--- START ---

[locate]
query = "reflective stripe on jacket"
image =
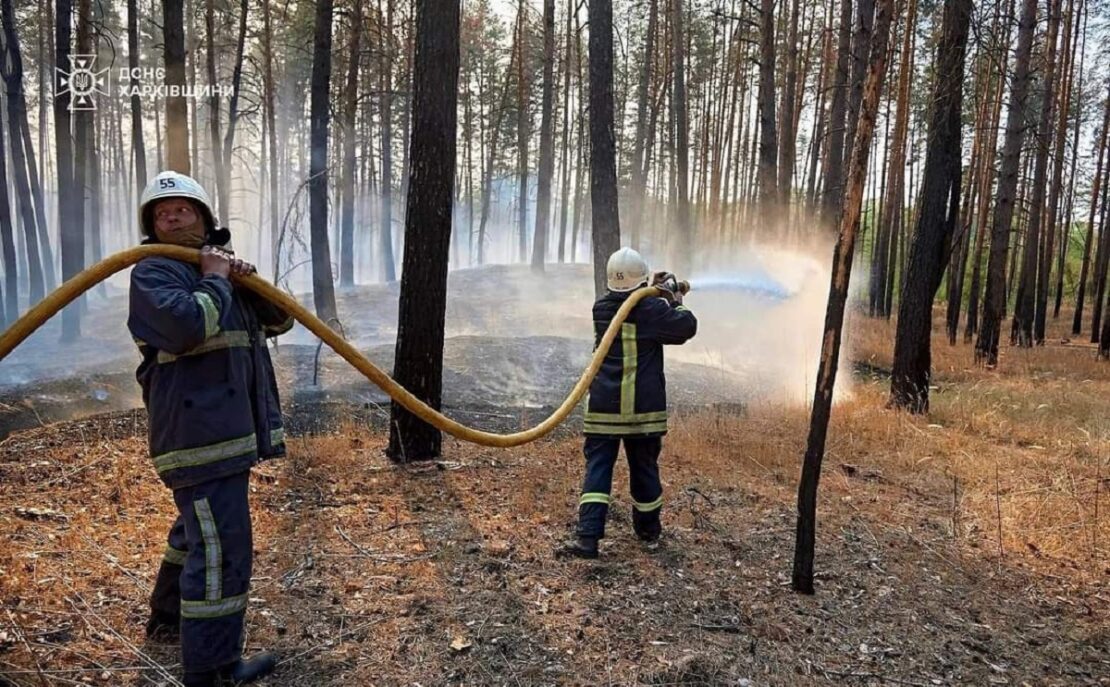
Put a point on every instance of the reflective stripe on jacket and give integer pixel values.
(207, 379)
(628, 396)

--- END ---
--- START ---

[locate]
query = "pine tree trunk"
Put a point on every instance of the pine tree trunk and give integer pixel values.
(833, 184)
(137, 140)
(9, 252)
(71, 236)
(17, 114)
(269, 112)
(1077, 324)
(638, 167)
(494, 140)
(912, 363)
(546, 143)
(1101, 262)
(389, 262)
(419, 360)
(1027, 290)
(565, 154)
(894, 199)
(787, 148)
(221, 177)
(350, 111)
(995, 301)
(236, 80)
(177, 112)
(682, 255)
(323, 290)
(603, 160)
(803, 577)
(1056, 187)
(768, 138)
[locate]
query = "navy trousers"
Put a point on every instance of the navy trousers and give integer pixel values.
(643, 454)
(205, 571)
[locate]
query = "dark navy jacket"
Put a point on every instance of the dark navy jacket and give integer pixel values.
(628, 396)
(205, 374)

--- END ---
--- START ---

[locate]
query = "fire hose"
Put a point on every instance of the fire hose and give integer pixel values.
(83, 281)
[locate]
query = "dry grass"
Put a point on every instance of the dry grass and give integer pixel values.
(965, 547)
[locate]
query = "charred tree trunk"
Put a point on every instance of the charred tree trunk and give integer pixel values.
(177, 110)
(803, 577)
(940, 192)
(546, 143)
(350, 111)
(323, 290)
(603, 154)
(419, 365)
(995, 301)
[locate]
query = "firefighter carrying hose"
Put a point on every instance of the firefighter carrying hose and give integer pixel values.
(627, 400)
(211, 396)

--- END ---

* _YOUR TASK_: Reproduce every line in the records above that contains the word "query".

* _OUTPUT FOR THIS TASK_:
query = "reflective stripe on jacket"
query = "pine tree trunk"
query = "navy trousers"
query = "dark navy jacket"
query = "fire hose"
query = "dry grass"
query = "charred tree trunk"
query = "firefighter carrying hose"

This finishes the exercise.